* [Recorded data]:
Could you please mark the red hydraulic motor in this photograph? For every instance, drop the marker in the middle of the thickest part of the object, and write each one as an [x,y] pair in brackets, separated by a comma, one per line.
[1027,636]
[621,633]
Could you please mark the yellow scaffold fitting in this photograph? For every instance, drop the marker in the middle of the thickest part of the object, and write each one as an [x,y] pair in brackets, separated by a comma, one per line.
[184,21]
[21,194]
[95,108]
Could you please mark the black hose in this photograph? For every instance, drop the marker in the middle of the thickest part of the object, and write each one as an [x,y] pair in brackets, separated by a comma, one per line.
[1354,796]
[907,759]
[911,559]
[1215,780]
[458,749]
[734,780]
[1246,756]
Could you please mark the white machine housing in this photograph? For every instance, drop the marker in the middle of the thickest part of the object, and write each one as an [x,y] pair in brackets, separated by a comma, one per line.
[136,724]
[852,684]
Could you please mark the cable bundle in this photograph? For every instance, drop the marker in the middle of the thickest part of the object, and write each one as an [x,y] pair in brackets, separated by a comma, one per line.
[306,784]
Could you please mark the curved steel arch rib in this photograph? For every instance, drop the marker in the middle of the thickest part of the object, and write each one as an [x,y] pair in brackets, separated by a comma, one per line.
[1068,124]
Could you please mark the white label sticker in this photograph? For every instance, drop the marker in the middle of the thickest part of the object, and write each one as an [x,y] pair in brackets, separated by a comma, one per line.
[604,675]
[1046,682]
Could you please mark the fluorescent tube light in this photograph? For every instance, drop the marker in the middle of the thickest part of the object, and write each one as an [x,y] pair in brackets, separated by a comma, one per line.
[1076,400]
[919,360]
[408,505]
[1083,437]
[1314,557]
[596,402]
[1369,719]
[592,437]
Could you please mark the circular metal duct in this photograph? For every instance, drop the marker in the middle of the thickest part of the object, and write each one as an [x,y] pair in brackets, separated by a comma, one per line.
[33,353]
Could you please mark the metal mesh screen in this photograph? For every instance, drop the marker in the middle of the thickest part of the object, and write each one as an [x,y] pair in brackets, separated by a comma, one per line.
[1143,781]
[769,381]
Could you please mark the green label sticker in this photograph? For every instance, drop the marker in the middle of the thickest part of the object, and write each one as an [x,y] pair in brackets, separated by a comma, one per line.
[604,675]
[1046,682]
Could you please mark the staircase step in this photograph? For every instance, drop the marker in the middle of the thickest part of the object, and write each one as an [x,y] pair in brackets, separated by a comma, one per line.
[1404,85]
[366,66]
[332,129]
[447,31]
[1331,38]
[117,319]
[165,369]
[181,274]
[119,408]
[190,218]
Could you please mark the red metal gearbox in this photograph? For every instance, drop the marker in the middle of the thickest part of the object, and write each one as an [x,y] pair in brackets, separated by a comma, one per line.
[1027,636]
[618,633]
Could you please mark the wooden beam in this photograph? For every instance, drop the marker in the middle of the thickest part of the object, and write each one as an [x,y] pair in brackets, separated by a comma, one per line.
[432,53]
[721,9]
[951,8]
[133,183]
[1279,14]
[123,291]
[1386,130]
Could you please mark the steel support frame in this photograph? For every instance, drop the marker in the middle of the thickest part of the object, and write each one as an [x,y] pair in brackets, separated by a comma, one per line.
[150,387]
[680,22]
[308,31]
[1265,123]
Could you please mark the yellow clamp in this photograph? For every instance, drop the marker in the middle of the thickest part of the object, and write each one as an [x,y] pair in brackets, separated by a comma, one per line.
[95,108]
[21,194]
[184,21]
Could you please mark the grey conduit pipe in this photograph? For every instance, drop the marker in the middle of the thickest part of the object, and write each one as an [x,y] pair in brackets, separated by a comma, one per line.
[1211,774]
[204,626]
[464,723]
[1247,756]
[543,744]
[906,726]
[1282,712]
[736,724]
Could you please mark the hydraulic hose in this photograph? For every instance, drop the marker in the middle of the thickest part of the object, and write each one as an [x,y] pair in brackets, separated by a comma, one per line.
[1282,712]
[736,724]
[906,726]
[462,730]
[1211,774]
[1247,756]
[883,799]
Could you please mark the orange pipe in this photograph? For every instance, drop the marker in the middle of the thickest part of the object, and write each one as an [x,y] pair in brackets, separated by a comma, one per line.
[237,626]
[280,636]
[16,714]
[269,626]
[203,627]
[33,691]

* [Work instructions]:
Express as a JSON list of strings the part of the records that opens with the line containing "Could you please mark the hydraulic" and runs through the end of the records, with one string per line and blank lines left out.

* [Correct answer]:
[
  "Could you please mark the hydraulic hose in this photograph? For every instance, drop the marker in the middle of the thickest part of the object, and write each one as an [x,y] pair in brackets, separated by a comma, one per line.",
  "[1282,712]",
  "[736,724]",
  "[906,726]",
  "[462,730]",
  "[1211,774]",
  "[1247,756]",
  "[883,799]",
  "Could you please mark the orange pipe in this photograph? For every instance, drop the marker in the middle of the thickest part of the object, and write each one as an [x,y] pair in brackets, separated by a comma, one per line.",
  "[237,626]",
  "[280,636]",
  "[16,714]",
  "[269,626]",
  "[203,627]",
  "[33,691]"
]